§ **Short task 1**
Answer these questions from the methods text below:
(a) Which camera model was used?
(b) What is the camera's field of view in the horizontal direction?
(c) How was the camera positioned to capture data?
§ **Short task 2**
Pick out each line of the entries below that contains the word "flower". Case counts.

3. Materials and Methods

The Intel RealSense depth camera D415 was used which utilizes stereoscopy with an Active IR Stereo and an integrated RGB sensor. This camera has a Field of View (FOV) of 65° in the horizontal direction, 40° in the vertical direction, and 72° in the diagonal direction. The resolution ranges from 424 × 280 to 280 × 720. The frame rate ranges from 6 to 90 fps with a rolling shutter on the depth sensor.

In this paper, a new method is proposed to detect sidewalk cracks by the Intel RealSense D415 using a combination of region and edge segmentation. Several ML models were evaluated to predict the errors and correct the pixel values, accordingly. Different feature selections are used to see which factors contribute the most to our prediction error. The output from the best ML model was removed from the pixels to obtain the final calibrated images. Subsequently, image processing algorithms were performed on the calibrated images to estimate the characteristics of the tripping hazards.

3.1. Error Elimination Algorithms

3.1.1. Data Collection

The camera was attached to a leveled test rig and pointed downward at the surface of interest to capture data, as shown in Figure 1. Various data collections were performed to analyze the environmental effects on the camera.

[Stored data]
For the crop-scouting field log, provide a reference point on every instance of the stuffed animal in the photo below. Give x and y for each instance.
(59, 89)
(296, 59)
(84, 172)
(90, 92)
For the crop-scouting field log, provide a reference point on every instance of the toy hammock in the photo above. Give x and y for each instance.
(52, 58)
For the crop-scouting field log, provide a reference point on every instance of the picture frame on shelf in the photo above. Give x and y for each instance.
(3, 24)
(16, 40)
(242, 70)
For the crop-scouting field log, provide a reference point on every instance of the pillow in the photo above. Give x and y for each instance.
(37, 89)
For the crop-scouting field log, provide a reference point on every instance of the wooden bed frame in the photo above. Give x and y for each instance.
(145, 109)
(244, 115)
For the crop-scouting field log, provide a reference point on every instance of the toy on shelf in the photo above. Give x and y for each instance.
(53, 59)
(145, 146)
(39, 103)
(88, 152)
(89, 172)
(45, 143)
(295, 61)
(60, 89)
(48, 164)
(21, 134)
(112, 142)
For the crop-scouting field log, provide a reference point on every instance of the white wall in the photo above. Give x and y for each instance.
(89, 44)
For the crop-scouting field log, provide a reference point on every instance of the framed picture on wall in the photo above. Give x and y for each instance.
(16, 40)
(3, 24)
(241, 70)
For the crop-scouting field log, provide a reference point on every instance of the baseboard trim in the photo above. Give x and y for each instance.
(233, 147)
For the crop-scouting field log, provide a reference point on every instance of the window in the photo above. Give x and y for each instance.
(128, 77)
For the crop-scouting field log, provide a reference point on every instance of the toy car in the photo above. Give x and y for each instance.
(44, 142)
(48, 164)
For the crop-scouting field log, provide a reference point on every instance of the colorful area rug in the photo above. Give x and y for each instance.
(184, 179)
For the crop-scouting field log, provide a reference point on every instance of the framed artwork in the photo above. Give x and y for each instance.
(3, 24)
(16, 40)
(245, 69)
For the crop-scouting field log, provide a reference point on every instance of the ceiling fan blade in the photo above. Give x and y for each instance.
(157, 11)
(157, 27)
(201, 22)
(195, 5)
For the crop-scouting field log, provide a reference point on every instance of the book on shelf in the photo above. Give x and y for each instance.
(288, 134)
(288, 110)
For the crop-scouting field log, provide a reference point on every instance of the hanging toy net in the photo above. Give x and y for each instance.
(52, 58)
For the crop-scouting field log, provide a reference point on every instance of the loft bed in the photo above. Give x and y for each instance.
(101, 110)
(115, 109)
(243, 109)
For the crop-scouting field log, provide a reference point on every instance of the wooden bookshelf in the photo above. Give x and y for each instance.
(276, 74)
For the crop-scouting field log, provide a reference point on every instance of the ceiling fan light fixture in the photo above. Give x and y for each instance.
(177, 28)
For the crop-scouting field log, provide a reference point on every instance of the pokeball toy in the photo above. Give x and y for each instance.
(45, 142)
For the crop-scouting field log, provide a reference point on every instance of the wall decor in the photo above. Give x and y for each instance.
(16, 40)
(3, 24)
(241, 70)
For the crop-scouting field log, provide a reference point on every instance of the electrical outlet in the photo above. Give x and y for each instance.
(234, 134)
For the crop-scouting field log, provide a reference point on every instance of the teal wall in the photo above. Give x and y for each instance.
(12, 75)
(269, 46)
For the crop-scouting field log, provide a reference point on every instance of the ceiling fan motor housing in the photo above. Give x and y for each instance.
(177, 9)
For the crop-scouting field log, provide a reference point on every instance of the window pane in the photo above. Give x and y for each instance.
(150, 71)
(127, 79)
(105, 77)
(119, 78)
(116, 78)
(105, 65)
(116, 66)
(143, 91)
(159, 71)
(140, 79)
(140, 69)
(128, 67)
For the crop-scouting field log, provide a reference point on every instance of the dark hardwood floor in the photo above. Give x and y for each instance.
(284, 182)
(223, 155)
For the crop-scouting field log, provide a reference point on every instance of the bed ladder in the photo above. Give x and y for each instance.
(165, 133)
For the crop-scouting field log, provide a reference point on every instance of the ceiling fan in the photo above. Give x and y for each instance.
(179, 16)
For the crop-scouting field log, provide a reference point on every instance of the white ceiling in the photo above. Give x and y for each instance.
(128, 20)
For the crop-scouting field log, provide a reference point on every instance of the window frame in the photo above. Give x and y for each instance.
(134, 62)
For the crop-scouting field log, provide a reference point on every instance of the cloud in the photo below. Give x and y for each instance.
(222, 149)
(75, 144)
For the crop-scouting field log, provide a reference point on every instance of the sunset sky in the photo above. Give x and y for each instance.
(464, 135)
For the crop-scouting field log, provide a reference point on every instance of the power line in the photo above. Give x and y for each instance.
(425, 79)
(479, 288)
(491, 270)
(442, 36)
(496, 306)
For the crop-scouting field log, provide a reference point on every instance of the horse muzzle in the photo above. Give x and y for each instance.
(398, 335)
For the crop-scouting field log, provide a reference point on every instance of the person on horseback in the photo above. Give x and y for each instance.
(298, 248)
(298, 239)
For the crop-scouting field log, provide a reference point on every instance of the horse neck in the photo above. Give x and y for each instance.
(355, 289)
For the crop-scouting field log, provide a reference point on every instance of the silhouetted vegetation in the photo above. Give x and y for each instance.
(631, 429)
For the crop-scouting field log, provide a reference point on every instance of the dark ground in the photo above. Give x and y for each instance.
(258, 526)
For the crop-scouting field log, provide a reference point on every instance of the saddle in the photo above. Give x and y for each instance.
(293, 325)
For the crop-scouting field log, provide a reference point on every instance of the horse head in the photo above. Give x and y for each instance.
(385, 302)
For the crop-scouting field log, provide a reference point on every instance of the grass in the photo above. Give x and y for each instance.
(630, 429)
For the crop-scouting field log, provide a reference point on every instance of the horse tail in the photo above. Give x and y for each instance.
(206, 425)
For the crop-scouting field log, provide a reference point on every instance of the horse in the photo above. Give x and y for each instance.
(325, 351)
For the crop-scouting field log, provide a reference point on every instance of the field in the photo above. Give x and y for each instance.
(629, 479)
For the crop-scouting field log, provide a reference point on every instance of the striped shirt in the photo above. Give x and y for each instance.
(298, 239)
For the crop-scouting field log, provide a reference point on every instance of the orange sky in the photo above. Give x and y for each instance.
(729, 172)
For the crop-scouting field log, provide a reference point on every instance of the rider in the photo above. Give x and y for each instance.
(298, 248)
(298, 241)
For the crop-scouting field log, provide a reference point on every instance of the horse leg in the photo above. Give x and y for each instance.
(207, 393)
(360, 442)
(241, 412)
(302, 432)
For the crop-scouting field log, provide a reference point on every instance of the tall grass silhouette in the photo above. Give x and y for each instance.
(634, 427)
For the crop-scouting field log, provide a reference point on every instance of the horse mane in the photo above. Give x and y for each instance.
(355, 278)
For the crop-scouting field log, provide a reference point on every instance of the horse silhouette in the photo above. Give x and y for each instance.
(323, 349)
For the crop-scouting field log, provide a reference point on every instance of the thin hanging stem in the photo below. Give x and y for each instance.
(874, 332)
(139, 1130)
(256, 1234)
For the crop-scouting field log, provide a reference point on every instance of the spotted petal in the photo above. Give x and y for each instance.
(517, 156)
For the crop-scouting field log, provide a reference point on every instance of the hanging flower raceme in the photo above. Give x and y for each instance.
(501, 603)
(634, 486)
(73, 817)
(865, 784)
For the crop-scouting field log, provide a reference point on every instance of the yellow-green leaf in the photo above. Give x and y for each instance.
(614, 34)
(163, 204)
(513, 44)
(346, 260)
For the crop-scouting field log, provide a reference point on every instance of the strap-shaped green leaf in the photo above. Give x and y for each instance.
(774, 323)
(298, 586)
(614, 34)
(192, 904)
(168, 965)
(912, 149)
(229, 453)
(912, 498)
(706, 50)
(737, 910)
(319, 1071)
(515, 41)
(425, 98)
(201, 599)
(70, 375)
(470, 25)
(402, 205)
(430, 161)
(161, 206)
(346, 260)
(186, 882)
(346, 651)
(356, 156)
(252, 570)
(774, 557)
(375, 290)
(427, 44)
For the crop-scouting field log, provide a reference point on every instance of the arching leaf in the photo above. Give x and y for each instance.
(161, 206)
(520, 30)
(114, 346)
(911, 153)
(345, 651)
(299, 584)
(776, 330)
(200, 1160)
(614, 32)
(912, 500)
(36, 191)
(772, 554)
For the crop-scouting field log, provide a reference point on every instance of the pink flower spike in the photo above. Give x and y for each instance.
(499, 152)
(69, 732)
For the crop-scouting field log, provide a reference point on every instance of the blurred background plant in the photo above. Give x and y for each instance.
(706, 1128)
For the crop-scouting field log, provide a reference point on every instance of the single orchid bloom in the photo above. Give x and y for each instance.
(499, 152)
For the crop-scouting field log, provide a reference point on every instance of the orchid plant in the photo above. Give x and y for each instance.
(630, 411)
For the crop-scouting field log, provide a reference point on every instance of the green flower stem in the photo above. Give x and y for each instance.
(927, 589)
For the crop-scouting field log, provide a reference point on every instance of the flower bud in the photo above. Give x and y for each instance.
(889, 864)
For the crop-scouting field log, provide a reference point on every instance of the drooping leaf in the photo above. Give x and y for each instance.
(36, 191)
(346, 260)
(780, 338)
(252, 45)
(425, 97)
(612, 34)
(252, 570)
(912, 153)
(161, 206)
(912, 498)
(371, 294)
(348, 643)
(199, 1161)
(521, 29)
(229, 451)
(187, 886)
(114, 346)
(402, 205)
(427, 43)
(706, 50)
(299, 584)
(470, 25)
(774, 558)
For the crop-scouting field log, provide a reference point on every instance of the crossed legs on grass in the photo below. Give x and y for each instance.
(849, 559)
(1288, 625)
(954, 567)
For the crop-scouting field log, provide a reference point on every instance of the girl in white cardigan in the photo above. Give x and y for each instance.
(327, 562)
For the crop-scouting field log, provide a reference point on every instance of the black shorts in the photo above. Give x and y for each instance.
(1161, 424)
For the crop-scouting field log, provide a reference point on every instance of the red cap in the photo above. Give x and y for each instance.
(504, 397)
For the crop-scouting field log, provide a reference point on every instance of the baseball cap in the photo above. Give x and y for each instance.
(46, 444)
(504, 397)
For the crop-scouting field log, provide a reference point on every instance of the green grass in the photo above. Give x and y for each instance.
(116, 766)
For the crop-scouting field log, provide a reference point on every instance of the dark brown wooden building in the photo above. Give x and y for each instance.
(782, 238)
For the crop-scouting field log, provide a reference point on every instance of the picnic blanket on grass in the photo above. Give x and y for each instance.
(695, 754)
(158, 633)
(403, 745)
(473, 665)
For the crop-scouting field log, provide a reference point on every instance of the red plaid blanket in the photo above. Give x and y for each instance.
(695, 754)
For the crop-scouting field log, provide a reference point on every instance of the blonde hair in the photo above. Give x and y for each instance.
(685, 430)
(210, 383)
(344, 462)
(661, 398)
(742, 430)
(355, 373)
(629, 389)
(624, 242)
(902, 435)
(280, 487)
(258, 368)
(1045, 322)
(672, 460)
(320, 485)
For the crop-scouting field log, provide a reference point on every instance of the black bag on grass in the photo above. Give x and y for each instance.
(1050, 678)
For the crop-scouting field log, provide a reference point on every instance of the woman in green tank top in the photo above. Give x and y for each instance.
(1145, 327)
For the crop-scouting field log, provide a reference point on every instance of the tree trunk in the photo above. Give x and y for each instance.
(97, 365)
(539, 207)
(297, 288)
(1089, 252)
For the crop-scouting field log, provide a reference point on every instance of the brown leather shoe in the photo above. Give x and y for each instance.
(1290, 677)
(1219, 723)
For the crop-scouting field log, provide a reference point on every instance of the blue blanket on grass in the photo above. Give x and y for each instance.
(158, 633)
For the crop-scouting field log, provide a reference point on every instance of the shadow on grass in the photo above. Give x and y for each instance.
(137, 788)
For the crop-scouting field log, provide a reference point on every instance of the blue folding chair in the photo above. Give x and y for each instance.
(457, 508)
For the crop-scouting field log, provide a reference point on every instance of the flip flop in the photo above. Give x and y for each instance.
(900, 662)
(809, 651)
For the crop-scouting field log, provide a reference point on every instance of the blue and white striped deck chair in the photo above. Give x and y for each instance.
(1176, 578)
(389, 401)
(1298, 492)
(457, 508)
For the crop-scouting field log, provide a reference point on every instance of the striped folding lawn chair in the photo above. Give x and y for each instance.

§ **Finished answer 1**
(a) The Intel RealSense depth camera D415.
(b) 65°.
(c) It was attached to a leveled test rig and pointed downward at the surface of interest.

§ **Finished answer 2**
For the crop-scouting field log, provide a reference point on every instance of the hanging flower raceme in the photo above. Give x and y for each instance.
For the crop-scouting field log, provide a reference point on every instance of the pink flower spike in the photo above. Give x and y for each instance.
For the crop-scouting field log, provide a reference point on every instance of the green flower stem in the photo above. Give x and y for each instance.
For the crop-scouting field log, provide a reference point on every instance of the flower bud in the photo above. Give x and y for each instance.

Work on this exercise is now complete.